* [Énoncé A]
Répondez à ces questions d'après la source :
(i) Avec quelle école Sciences Po Rennes a-t-il un partenariat ?
(ii) Combien de grandes écoles réunit le partenariat, et depuis combien d'années dure-t-il ?
(iii) Quelles écoles de la création sont citées comme partenaires de Sciences Po Saint-Germain ?
* [Énoncé B]
Renvoyez le passage de la source qui commence aux mots « C. B : Nous » et s'arrête après les mots « de nouveaux défis. ».

* [Source]
+---+

C. B : Nous sommes de grandes écoles publiques de sciences sociales. L’intégration à la CGE est une occasion d’ouverture aux écoles qui évoluent dans d’autres secteurs de formation, Les Sciences Po du Réseau construisent des passerelles qui permettent aux étudiants d’acquérir des double-diplômes fortement attractifs, notamment dans le cadre de partenariats avec des écoles du territoire. Je pense par exemple au partenariat de Sciences Po Aix avec l’école de l’Air, de Sciences Po Rennes avec l’ENS, ou de Sciences Po Saint-Germain avec les écoles de la création (Ecole d’Arts de Paris-Cergy, école d’architecture et école du Paysage de Versailles).

Ces 10 ans de partenariat entre 7 grandes écoles ont été mis à profit pour consolider notre modèle. Son attractivité n’a cessé de croître. Cela nous motive pour continuer à relever, ensemble, de nouveaux défis.

+---+

* [Données fournies]
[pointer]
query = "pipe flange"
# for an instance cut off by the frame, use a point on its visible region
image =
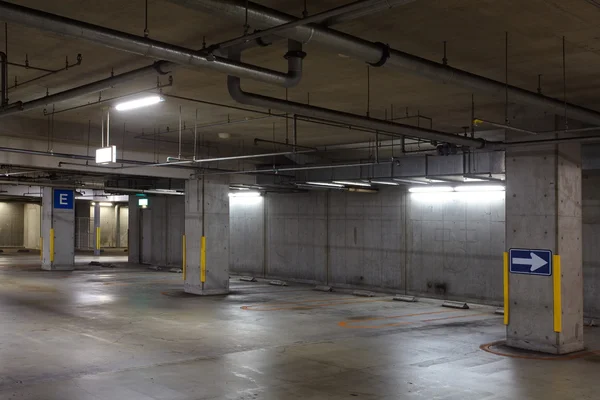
(385, 55)
(295, 54)
(157, 67)
(261, 43)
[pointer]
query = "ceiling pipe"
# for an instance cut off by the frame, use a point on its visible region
(160, 67)
(79, 91)
(142, 46)
(347, 10)
(236, 92)
(379, 54)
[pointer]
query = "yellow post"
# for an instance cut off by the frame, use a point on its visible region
(98, 238)
(203, 259)
(556, 277)
(183, 257)
(51, 244)
(506, 302)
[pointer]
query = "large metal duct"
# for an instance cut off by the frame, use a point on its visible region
(380, 54)
(236, 92)
(79, 91)
(141, 46)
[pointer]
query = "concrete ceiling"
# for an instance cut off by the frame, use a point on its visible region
(474, 30)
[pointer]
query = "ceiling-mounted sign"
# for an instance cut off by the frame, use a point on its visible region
(530, 261)
(63, 199)
(106, 155)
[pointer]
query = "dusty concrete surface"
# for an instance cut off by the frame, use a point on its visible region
(131, 333)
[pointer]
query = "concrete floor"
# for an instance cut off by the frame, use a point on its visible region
(130, 333)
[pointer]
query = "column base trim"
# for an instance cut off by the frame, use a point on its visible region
(545, 347)
(58, 267)
(196, 289)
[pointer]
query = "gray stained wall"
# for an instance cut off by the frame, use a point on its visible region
(156, 233)
(11, 224)
(436, 246)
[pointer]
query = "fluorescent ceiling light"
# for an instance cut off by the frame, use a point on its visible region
(350, 183)
(466, 179)
(431, 189)
(479, 188)
(138, 103)
(410, 181)
(385, 183)
(325, 184)
(245, 194)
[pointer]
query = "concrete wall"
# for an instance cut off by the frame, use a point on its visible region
(31, 226)
(161, 225)
(123, 226)
(446, 246)
(11, 224)
(247, 235)
(455, 243)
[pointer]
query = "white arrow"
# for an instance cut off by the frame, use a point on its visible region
(535, 262)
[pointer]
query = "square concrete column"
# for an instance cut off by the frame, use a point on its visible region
(58, 229)
(543, 211)
(97, 228)
(207, 236)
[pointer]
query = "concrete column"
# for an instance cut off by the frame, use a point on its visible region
(58, 229)
(207, 236)
(133, 230)
(543, 211)
(97, 229)
(117, 210)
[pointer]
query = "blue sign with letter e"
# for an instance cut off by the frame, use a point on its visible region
(530, 262)
(63, 199)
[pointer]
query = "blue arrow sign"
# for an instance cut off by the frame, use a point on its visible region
(530, 262)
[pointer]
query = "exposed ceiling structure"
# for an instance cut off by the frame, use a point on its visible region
(336, 83)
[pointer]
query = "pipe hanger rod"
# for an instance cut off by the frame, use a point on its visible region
(381, 55)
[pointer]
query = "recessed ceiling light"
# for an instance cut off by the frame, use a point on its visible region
(385, 183)
(479, 188)
(138, 103)
(324, 184)
(431, 189)
(350, 183)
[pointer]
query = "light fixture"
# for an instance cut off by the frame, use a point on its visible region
(431, 189)
(138, 103)
(410, 181)
(467, 179)
(390, 183)
(327, 184)
(479, 188)
(245, 194)
(350, 183)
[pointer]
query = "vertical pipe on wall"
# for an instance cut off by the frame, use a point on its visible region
(505, 278)
(556, 280)
(51, 245)
(405, 196)
(327, 266)
(184, 257)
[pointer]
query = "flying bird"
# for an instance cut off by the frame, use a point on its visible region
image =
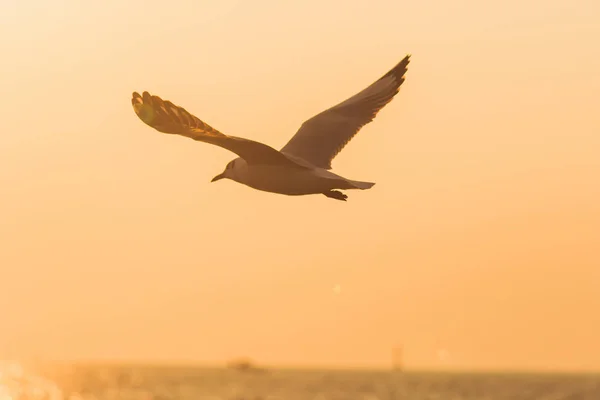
(303, 165)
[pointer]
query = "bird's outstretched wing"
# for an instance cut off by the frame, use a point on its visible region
(166, 117)
(323, 136)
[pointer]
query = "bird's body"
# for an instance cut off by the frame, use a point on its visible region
(302, 166)
(289, 180)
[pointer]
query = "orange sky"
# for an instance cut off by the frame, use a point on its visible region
(480, 239)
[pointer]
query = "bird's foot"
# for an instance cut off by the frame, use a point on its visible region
(334, 194)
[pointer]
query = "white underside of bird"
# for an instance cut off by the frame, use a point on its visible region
(302, 166)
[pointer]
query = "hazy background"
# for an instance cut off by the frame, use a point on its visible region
(477, 248)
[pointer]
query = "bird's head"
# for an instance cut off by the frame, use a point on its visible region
(232, 170)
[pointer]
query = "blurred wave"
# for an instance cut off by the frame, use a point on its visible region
(121, 382)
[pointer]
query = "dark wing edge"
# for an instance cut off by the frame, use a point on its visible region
(166, 117)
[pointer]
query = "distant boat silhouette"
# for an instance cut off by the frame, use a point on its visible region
(244, 365)
(397, 360)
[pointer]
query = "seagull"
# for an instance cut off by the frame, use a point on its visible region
(303, 165)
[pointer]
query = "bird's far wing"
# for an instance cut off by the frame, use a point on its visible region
(166, 117)
(323, 136)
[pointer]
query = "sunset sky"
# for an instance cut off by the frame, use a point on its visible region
(478, 248)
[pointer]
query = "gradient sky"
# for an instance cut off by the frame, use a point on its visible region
(479, 247)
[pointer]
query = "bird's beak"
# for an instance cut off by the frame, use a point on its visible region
(216, 178)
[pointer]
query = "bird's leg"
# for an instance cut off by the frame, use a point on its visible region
(334, 194)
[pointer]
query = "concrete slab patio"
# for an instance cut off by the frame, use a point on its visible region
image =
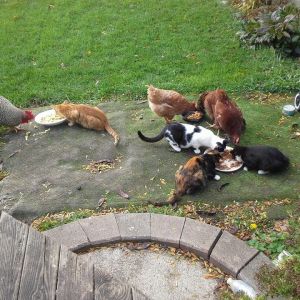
(46, 167)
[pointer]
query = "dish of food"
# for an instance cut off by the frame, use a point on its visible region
(227, 163)
(193, 116)
(49, 118)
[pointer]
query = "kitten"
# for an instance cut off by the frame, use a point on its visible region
(263, 159)
(195, 174)
(186, 136)
(87, 116)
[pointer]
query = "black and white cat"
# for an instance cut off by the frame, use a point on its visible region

+---+

* [Réponse complète A]
(i) L'ENS.
(ii) Sept grandes écoles, depuis 10 ans.
(iii) L'École d'Arts de Paris-Cergy, l'école d'architecture et l'école du Paysage de Versailles.

* [Réponse complète B]
C. B : Nous sommes de grandes écoles publiques de sciences sociales. L’intégration à la CGE est une occasion d’ouverture aux écoles qui évoluent dans d’autres secteurs de formation, Les Sciences Po du Réseau construisent des passerelles qui permettent aux étudiants d’acquérir des double-diplômes fortement attractifs, notamment dans le cadre de partenariats avec des écoles du territoire. Je pense par exemple au partenariat de Sciences Po Aix avec l’école de l’Air, de Sciences Po Rennes avec l’ENS, ou de Sciences Po Saint-Germain avec les écoles de la création (Ecole d’Arts de Paris-Cergy, école d’architecture et école du Paysage de Versailles).

Ces 10 ans de partenariat entre 7 grandes écoles ont été mis à profit pour consolider notre modèle. Son attractivité n’a cessé de croître. Cela nous motive pour continuer à relever, ensemble, de nouveaux défis.